**WORK REQUIRED:**
Swap "large gray rock" for "big gray boulder" in the entries starting at the line containing "Task: put a dot on each instance of the ocean" and ending at the line containing "(1162, 557)", keeping everything else unchanged. Return only those lines.

**RECORDS FOR PROCESSING:**
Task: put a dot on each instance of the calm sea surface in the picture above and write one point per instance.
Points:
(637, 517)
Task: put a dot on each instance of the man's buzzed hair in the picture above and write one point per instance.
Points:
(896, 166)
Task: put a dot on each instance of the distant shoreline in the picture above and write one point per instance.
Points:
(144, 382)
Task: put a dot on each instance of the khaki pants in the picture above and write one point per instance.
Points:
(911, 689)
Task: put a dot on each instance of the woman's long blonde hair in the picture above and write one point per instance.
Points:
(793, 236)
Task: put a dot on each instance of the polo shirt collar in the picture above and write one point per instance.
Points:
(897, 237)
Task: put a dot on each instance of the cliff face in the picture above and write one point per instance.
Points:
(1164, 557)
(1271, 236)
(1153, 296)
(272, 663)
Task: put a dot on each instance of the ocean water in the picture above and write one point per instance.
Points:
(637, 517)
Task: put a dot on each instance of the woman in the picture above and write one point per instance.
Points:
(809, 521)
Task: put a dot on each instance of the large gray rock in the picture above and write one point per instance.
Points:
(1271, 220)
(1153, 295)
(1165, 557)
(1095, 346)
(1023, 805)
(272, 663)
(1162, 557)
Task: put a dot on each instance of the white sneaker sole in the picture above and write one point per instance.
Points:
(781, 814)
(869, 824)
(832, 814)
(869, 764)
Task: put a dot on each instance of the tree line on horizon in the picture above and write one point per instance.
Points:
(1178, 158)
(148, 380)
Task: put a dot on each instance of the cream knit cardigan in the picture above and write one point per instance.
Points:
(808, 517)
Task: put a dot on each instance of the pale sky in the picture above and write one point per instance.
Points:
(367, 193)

**OUTPUT:**
Task: put a dot on each instance of the ocean water in the picture above and write one point per instance.
Points:
(637, 517)
Task: put a dot on each instance of the woman in the picture above and write one point per instance.
Points:
(809, 521)
Task: put a dot on each instance of the big gray boulder in the picture above and write one point per instance.
Points:
(1271, 220)
(1153, 295)
(1165, 557)
(1095, 346)
(1023, 805)
(272, 663)
(1162, 557)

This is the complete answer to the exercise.